• _Natural language region descriptions_:
══════════════════════════════

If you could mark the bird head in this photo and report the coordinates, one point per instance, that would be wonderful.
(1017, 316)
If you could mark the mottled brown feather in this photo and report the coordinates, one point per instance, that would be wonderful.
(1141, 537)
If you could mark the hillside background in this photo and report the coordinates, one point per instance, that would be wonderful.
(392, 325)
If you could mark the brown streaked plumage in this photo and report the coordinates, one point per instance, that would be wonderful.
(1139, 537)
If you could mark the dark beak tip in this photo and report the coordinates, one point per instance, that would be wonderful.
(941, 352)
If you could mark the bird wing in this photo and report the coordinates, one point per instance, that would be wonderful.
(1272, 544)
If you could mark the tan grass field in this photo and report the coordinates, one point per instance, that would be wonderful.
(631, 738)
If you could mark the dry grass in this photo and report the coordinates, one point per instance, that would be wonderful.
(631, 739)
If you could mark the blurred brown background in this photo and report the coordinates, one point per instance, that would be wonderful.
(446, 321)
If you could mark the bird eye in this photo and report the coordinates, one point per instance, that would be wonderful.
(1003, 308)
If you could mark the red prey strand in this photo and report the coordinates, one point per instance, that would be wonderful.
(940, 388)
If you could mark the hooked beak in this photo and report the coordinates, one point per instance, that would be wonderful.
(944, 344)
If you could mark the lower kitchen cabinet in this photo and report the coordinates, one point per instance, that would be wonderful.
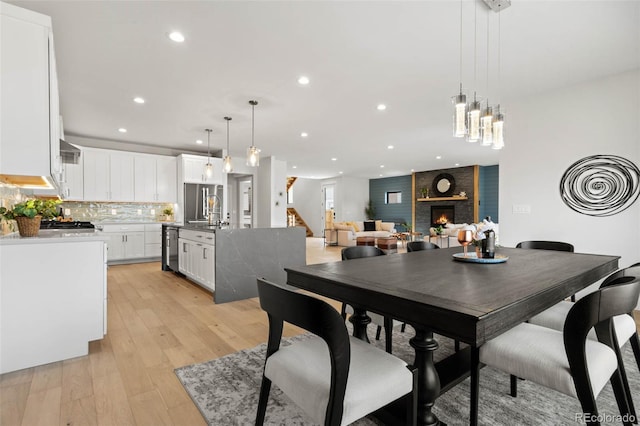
(196, 256)
(53, 300)
(125, 241)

══════════════════════════════

• _Task to carry out_: Output all of the entries verbatim, leaving out any images.

• _Response area_:
If you could mark the bird head in this photo and report the coordinates, one point per instance, that would be wonderful.
(1017, 316)
If you could mark the mottled brown feather in this photo and report the coordinates, one point per instance, that would be wonderful.
(1141, 537)
If you could mark the hillside background in this photo and report the coordinates, one point per instance, that would be wonderful.
(392, 325)
If you could mark the brown streaked plumage in this photo and report the coordinates, one point per instance, that would be wonderful.
(1139, 537)
If you could mark the dark beak tip in this photo and report the coordinates, one point per instance, that would be wonderful.
(941, 352)
If you could mark the bird wing in this photo and report the coordinates, one point per instance, that would be wonderful.
(1272, 544)
If you could mark the tan grass field in this photo and report the coordinates, one point per instance, that would be wonderful.
(631, 738)
If you could mark the dry grass in this photo and report the coordinates, one point per instance, that would be wonderful.
(631, 739)
If you could mark the blurred brown background in this photo and report the coordinates, one point per instance, that would be wonderful.
(446, 321)
If you could mark the bird eye in this photo and report the coordinates, one point per instance, that would be wonderful.
(1003, 308)
If you could mark the red prey strand in this photo and report the coordinates, one point per instance, that would be wonderful.
(940, 388)
If you could mark the hooked beak in this photo and report the coordinates, one point per instance, that would be wonderful.
(944, 344)
If you could mark the lower kitchen cabinet in this photo and report the coordinates, one point per instance, that would be wonderful.
(196, 256)
(53, 300)
(125, 241)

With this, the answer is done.